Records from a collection
◆ ◆ ◆

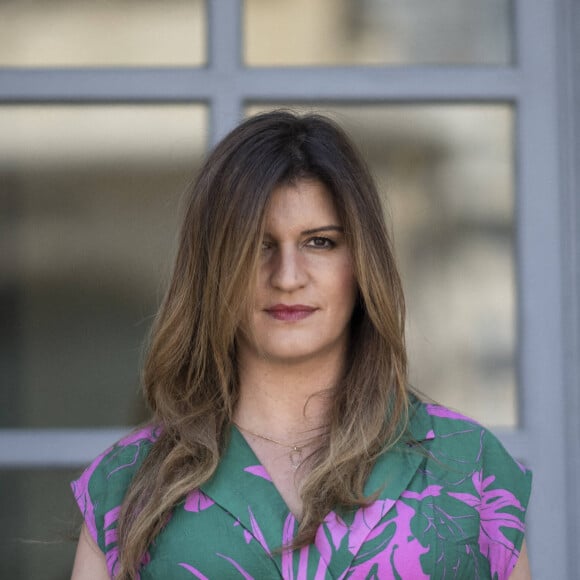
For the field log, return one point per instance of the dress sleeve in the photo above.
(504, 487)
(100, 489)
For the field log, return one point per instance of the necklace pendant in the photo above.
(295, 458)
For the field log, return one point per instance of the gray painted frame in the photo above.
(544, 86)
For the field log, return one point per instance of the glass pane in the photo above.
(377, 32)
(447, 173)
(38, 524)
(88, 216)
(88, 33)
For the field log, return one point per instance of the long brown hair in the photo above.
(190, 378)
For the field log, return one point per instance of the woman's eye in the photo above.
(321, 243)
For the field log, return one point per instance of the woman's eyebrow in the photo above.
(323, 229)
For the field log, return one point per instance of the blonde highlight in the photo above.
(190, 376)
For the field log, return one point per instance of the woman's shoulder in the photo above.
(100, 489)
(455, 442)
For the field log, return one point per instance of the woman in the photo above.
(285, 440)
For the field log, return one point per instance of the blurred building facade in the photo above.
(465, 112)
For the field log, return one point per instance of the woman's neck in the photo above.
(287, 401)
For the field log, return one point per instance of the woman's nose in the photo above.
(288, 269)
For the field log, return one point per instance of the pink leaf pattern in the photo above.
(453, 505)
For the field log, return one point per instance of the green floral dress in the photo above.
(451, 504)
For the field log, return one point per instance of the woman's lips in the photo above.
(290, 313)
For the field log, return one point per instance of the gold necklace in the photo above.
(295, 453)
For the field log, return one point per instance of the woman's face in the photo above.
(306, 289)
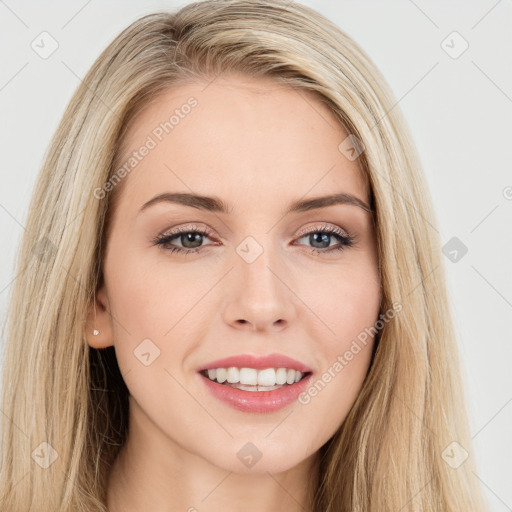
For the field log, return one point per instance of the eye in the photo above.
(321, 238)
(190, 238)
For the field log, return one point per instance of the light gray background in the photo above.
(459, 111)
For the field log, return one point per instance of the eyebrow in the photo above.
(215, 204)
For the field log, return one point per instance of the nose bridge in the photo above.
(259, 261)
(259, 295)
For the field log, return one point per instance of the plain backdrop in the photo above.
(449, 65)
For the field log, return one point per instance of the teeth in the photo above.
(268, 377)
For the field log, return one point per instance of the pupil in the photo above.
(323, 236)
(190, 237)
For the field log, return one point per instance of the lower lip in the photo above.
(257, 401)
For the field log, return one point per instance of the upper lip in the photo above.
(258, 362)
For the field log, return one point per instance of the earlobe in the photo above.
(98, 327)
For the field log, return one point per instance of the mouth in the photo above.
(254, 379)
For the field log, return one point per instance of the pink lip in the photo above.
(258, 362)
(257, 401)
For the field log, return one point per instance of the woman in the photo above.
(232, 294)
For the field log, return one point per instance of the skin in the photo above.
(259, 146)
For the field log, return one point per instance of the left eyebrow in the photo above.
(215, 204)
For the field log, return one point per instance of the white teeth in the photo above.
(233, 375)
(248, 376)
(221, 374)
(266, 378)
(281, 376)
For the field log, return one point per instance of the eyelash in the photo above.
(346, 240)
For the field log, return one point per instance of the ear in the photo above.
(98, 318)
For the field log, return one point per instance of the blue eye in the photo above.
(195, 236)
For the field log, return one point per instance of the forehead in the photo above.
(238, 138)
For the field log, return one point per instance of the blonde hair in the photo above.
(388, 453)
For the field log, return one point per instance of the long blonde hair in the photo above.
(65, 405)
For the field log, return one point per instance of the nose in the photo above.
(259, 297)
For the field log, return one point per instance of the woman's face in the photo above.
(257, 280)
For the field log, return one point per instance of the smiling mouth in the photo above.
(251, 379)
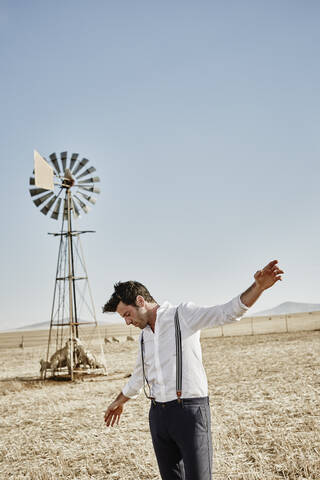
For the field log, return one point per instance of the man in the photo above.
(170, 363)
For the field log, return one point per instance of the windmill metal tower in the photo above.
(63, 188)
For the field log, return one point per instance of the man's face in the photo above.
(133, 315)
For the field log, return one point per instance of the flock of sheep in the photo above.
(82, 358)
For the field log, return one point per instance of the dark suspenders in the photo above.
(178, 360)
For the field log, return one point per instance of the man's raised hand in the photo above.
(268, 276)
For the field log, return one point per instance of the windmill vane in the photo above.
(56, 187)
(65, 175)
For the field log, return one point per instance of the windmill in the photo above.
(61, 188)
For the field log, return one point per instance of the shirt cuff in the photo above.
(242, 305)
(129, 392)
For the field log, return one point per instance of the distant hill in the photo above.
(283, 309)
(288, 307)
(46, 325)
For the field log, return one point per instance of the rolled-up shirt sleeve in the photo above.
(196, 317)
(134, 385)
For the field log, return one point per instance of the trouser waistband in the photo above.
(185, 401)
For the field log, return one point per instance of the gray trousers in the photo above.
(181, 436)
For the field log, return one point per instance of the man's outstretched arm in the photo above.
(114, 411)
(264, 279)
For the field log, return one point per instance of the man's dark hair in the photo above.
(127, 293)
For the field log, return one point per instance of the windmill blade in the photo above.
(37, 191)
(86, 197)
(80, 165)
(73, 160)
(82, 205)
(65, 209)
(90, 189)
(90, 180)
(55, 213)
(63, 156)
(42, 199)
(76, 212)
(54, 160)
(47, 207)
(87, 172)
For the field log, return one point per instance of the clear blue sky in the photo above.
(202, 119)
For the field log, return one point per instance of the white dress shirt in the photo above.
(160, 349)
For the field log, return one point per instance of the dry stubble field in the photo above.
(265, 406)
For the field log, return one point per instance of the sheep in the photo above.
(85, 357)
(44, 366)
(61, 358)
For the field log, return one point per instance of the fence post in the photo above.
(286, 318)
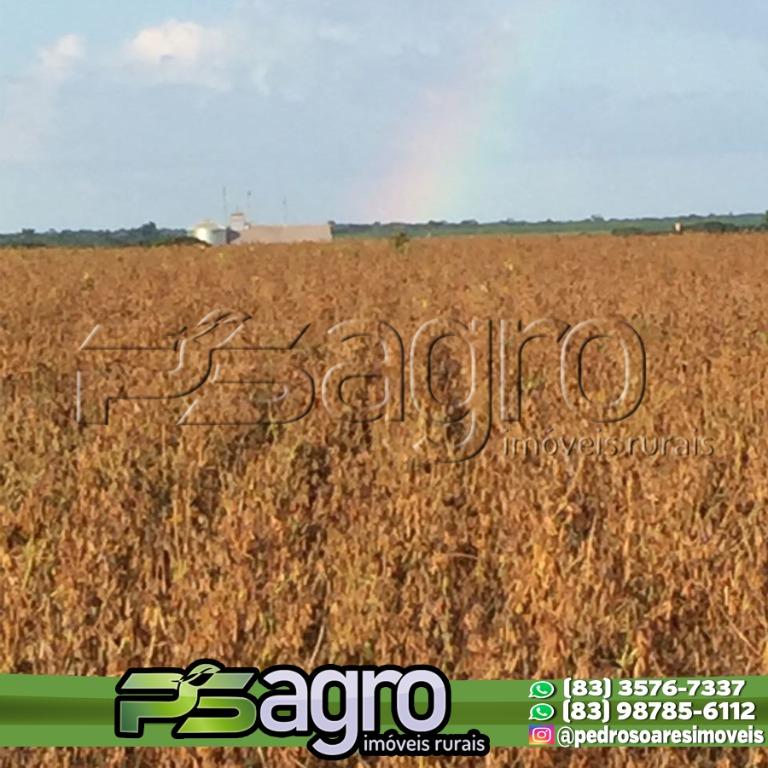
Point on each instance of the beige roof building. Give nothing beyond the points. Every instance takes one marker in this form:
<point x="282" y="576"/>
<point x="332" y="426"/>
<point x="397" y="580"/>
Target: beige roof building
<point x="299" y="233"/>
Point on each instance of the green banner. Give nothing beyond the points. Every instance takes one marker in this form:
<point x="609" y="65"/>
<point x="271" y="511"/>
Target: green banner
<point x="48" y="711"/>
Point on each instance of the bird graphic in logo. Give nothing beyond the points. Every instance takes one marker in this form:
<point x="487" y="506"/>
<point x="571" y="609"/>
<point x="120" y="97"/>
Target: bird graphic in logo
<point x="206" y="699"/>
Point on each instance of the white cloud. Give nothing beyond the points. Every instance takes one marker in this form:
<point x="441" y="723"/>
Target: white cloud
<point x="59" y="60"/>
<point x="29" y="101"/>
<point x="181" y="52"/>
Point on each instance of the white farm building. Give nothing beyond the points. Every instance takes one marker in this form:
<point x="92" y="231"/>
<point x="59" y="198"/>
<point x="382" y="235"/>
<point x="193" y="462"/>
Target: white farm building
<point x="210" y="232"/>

◆ ◆ ◆

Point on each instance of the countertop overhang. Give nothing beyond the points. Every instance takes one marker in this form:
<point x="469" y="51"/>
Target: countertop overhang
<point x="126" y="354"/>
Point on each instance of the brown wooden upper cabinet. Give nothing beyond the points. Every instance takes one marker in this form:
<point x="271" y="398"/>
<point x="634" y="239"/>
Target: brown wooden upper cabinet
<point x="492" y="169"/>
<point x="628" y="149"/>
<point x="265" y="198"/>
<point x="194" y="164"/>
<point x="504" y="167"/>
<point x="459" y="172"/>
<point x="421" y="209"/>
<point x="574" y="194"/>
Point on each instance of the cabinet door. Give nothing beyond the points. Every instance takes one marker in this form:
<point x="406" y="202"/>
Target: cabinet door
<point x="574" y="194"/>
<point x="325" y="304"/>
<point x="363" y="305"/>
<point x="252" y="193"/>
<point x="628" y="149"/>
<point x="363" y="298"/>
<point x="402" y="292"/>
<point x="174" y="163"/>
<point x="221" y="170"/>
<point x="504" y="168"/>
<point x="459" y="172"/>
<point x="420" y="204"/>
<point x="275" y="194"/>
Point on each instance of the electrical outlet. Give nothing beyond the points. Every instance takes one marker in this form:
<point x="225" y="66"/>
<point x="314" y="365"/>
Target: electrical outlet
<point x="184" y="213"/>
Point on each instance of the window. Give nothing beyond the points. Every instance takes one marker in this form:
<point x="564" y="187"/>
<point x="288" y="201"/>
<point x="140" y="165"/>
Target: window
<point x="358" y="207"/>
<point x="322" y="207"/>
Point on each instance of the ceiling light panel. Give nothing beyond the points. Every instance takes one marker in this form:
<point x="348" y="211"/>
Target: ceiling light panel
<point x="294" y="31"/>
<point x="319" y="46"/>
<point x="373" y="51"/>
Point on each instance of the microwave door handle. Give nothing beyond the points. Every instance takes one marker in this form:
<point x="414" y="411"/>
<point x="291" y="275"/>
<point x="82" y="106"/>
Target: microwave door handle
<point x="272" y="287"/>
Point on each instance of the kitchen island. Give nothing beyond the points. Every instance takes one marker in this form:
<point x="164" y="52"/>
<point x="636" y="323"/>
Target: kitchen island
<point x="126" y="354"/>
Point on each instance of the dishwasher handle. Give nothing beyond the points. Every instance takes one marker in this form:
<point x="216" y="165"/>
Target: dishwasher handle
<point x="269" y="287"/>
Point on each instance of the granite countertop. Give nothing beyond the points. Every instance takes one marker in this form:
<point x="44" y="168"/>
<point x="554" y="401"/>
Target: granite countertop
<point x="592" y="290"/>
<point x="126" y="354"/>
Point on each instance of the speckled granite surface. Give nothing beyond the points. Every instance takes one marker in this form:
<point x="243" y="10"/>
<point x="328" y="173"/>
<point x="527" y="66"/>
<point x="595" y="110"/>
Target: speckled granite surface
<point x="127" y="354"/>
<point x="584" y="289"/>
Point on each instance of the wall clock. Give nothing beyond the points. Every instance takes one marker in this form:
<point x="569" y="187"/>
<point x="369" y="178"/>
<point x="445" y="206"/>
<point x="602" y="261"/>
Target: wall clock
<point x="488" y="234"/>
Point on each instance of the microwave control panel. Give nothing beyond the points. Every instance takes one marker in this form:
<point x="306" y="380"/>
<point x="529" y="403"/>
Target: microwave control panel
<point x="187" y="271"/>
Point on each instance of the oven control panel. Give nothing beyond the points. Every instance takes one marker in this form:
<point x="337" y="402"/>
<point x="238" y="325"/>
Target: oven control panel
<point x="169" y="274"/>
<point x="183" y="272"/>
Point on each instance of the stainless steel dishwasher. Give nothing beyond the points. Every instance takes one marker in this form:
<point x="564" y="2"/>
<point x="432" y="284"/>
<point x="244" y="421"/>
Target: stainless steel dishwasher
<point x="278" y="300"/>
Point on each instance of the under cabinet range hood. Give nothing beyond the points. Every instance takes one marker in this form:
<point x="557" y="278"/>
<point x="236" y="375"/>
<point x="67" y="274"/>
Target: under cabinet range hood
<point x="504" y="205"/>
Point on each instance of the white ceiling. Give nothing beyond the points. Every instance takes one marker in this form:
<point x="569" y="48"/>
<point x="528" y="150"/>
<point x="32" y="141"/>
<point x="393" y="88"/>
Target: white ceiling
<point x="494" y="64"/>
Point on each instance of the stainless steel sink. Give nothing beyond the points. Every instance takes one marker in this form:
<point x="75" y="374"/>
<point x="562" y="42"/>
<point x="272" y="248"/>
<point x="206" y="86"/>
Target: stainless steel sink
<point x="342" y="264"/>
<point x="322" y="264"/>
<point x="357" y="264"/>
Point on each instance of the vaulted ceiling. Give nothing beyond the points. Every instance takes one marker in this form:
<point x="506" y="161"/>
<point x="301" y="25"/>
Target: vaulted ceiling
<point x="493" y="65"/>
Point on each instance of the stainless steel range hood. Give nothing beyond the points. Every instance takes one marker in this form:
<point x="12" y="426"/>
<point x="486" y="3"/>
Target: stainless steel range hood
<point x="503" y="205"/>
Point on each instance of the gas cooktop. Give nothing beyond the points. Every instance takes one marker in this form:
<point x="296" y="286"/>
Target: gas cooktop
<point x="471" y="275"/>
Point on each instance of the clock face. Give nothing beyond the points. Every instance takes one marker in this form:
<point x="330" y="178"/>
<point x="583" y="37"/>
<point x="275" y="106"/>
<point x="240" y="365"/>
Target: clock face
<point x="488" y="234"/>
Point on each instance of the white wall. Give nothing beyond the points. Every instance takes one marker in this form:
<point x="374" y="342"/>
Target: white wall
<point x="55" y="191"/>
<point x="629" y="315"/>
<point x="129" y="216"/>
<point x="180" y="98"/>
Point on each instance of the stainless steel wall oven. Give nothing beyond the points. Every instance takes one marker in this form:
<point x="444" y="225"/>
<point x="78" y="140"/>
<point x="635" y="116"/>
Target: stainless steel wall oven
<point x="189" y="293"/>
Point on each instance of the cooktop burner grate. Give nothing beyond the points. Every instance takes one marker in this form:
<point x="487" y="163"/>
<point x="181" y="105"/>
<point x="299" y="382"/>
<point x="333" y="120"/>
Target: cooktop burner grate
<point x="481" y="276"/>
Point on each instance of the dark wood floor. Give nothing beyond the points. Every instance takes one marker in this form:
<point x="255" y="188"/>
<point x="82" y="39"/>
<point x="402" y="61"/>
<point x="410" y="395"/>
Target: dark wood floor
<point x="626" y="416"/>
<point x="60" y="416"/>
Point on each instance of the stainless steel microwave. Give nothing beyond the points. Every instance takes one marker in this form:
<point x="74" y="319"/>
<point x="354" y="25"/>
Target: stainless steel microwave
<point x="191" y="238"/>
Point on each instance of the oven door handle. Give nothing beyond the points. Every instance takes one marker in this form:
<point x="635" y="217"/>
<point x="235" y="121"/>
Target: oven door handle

◆ ◆ ◆

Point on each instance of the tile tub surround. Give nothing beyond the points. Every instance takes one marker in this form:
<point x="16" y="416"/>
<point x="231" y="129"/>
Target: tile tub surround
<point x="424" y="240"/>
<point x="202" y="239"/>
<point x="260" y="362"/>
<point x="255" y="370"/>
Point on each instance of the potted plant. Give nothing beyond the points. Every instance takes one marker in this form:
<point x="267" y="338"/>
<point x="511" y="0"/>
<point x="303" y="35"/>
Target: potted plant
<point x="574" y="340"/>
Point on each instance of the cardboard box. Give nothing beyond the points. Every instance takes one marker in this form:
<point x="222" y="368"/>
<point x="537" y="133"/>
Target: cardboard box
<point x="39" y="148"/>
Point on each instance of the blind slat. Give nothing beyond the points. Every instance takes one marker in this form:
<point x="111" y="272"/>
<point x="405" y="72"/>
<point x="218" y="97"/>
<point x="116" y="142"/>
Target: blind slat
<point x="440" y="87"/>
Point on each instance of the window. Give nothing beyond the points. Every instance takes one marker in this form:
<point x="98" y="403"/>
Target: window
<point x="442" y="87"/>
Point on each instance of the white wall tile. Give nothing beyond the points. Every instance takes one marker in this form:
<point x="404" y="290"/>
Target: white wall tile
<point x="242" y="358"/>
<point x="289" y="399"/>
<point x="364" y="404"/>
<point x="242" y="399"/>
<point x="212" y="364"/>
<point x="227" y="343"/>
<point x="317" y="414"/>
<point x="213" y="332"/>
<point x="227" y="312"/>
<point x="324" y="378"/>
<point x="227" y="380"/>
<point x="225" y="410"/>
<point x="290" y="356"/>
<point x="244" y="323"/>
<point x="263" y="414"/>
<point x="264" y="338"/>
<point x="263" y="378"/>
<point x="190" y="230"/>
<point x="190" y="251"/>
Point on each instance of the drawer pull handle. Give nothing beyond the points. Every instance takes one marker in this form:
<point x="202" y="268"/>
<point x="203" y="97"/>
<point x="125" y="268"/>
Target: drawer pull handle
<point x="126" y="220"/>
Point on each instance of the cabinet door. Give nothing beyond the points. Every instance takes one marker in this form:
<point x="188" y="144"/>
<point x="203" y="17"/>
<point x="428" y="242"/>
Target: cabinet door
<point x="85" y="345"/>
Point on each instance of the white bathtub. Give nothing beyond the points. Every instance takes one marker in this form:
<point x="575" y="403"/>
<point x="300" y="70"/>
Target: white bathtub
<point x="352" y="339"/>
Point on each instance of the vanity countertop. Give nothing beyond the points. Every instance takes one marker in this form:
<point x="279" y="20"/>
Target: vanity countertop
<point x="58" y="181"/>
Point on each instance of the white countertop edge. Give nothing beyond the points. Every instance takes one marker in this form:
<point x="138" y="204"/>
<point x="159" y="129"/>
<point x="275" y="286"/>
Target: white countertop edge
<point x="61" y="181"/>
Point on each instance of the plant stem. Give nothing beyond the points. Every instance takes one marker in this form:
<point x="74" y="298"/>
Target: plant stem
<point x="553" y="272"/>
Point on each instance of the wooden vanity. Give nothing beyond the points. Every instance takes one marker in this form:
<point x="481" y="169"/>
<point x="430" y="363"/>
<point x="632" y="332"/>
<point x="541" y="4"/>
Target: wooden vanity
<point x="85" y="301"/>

◆ ◆ ◆

Activity
Retype the portion of the data above that starts on the line with "Target: cooktop burner grate" and finishes on the line with "Target: oven door handle", including both of those lines.

Task response
Target: cooktop burner grate
<point x="481" y="276"/>
Point on each instance of the dark wood floor. Give nothing beyond the points. Every instance takes one marker in this form:
<point x="255" y="188"/>
<point x="82" y="39"/>
<point x="402" y="61"/>
<point x="410" y="395"/>
Target: dark wood floor
<point x="626" y="416"/>
<point x="60" y="416"/>
Point on each instance of the stainless steel microwave. Give nothing beyond the points. Every instance takes one marker in this form:
<point x="74" y="319"/>
<point x="354" y="25"/>
Target: stainless steel microwave
<point x="191" y="238"/>
Point on each instance of the oven door handle. Give nothing beyond the points. Every instance takes one marker in this form:
<point x="635" y="217"/>
<point x="235" y="121"/>
Target: oven door handle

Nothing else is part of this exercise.